(Rows from a data source)
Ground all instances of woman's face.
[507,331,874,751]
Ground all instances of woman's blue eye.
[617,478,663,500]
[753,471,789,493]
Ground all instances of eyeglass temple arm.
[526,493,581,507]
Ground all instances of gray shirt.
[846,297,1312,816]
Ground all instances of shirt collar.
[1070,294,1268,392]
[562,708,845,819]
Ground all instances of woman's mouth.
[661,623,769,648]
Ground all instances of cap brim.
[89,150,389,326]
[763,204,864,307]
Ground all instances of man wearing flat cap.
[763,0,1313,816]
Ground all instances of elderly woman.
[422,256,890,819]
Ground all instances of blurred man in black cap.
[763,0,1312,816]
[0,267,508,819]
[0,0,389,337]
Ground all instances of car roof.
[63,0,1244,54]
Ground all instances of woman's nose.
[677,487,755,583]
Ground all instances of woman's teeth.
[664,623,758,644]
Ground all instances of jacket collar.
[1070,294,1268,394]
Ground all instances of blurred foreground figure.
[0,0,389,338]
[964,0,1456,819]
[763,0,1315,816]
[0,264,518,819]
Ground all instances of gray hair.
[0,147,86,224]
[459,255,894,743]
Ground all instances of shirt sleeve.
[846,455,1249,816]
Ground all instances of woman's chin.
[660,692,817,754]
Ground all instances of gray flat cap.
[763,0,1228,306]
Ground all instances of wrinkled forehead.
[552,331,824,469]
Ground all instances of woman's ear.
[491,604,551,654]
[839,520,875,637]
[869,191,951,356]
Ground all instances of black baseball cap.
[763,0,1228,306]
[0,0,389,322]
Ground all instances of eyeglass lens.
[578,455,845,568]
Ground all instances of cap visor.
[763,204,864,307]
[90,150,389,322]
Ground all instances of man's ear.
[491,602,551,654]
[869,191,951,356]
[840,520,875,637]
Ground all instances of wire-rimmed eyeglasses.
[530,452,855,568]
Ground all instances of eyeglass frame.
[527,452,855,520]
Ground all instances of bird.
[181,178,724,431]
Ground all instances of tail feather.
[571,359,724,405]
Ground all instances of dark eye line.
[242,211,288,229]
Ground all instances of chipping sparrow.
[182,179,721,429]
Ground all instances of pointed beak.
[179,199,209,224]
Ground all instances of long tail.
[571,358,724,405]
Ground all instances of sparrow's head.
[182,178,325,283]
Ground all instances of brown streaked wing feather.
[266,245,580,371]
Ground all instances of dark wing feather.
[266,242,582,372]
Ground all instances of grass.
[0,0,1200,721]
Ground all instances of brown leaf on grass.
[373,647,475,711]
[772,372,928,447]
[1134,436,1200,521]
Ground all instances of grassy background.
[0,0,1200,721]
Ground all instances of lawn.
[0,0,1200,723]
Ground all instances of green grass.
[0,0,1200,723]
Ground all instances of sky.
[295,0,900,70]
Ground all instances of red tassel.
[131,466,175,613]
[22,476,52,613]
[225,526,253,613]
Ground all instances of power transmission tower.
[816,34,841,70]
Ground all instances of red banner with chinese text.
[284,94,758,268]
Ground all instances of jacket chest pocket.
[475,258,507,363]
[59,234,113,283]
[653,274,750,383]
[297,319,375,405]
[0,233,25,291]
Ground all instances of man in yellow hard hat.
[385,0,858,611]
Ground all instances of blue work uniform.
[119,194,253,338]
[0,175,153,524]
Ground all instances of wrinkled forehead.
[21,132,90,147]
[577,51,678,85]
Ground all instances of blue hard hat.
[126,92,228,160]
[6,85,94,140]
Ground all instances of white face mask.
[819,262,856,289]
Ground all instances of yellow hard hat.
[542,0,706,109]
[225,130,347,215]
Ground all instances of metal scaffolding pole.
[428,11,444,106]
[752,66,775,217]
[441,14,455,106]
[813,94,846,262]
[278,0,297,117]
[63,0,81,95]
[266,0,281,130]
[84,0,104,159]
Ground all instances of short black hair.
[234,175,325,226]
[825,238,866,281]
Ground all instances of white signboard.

(Task description)
Rewrite the rows between the lines holding "Ground all instances of eyeglass temple arm." and "[571,358,724,405]", inclusive, keeping the requests, and scale every bounding box coordinate by 1.15, rounding to whole numbers with halves rounded up.

(Answer for this exercise)
Ground all instances of eyeglass temple arm.
[605,567,668,583]
Ground all instances of gray shirt.
[973,342,1509,938]
Ground all instances of shirt collar.
[1231,338,1458,451]
[646,814,972,942]
Ground all instances of woman's mouth.
[760,716,884,745]
Ground all instances of cap brim.
[102,173,447,375]
[877,235,994,353]
Ground all instances of man wearing flat cap.
[877,0,1510,938]
Ground all instances of elderly woman.
[485,294,1024,942]
Ground all instances of blurred man in black cap.
[877,0,1509,938]
[0,307,584,942]
[0,0,447,388]
Ground all instances of car roof.
[72,0,1431,62]
Ground all instances of woman's nose.
[779,560,868,670]
Ground all instances of woman's teeth.
[764,716,872,741]
Ground all instances of jacket collar.
[1231,338,1458,453]
Ground all instances of blurred foreground figure.
[0,0,447,389]
[1109,0,1674,942]
[877,0,1512,938]
[0,304,596,942]
Ground all instances of gray hair.
[0,169,99,258]
[528,293,1028,854]
Ground all instances of shirt sleeve.
[973,523,1436,938]
Ground all instances of woman's chin.
[759,796,940,867]
Ground all instances of gray flat cap.
[877,0,1412,352]
Ground all instances of wrinkled forehead.
[635,381,948,539]
Ground all instances of woman's ear.
[565,695,634,752]
[965,598,1006,733]
[999,220,1094,409]
Ground all instances of black baseball cap.
[877,0,1412,352]
[0,0,447,370]
Ground all instances of eyeglass lens.
[665,523,972,653]
Ground all instances of cap visor.
[877,235,994,353]
[104,173,447,370]
Ground all instances of man's ear.
[565,692,634,752]
[999,220,1094,409]
[966,598,1006,733]
Ground all instances of wire-rimmed eyeglasses.
[610,520,983,653]
Ground all instances of eyeglass frame.
[606,520,983,598]
Ground all instances of bird.
[208,205,833,496]
Ground all instances of tail feather.
[657,413,833,466]
Ground all instances of dark eye line.
[278,243,331,263]
Ground all instances of chipping sparrow.
[209,206,829,493]
Ground all instances of pointed beak.
[206,229,240,258]
Ground all instances of long tail.
[657,412,833,466]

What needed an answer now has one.